» **Exercise data**
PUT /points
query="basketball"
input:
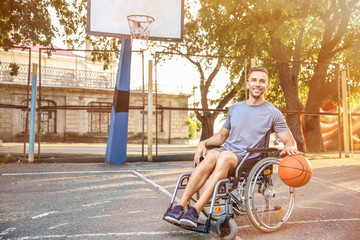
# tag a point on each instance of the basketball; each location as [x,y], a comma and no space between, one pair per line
[295,170]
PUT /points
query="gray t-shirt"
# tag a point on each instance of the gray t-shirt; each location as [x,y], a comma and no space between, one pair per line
[248,125]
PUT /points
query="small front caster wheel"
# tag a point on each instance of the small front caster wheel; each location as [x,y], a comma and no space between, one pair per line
[226,230]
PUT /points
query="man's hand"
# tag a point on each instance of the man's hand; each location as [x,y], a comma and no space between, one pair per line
[200,151]
[290,151]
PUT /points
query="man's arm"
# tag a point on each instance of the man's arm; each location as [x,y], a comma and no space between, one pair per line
[289,143]
[217,139]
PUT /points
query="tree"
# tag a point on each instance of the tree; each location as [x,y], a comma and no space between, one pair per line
[290,32]
[204,31]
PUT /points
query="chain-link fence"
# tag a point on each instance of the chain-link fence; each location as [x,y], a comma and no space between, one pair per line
[75,96]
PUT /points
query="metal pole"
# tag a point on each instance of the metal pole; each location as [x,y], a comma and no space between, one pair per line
[143,108]
[345,113]
[339,112]
[27,104]
[32,115]
[156,116]
[39,107]
[149,123]
[245,79]
[350,115]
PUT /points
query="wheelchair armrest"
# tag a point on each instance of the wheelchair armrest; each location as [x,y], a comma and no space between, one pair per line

» **Task directions**
Without the pictures, transcribe the listing above exactly.

» **Task answer**
PUT /points
query="basketball"
input:
# tag a point on each instance of the basketball; each location as [x,y], a comma and no space between, one pair per line
[295,170]
PUT /points
query="gray t-shirt"
# tag a point on each instance of the gray t-shirt; each location as [x,y], a comma and no space between, one pair per line
[248,125]
PUT /points
query="small front caster wheel"
# tag a point on each instance of the small front caster wheel; each location as [x,y], a comma and no space between, one pair per line
[226,230]
PUT /points
query="man's hand"
# tag a point on each instance of the man's hand; each location as [x,y], a comma and no space between, one pair per line
[200,151]
[290,151]
PUT /points
query="man's arm"
# tag a point on each instance of the man's arm; each location as [x,y], a comma and no space between, one pair per line
[289,143]
[217,139]
PUT /points
query="tree"
# tag a point on each instance of the tree; each location as [x,y], a comma and no space between, one pair per line
[290,32]
[204,31]
PUT /points
query="chain-link fence"
# tag a point on each instance of the chain-link fence; each location as [x,y], a comma and no space between, one pair per line
[75,96]
PUT /points
query="metal pole"
# tag a point on each instance of the metal pole; each location as [x,y], a comma and no space between, one pair per line
[143,108]
[345,113]
[339,112]
[27,104]
[32,115]
[156,116]
[39,107]
[149,123]
[245,79]
[350,115]
PUT /points
query="wheelchair armrest"
# tag a point on each instance of the wheelchair armrest; each location as [x,y], a comma and no space between, one pair per line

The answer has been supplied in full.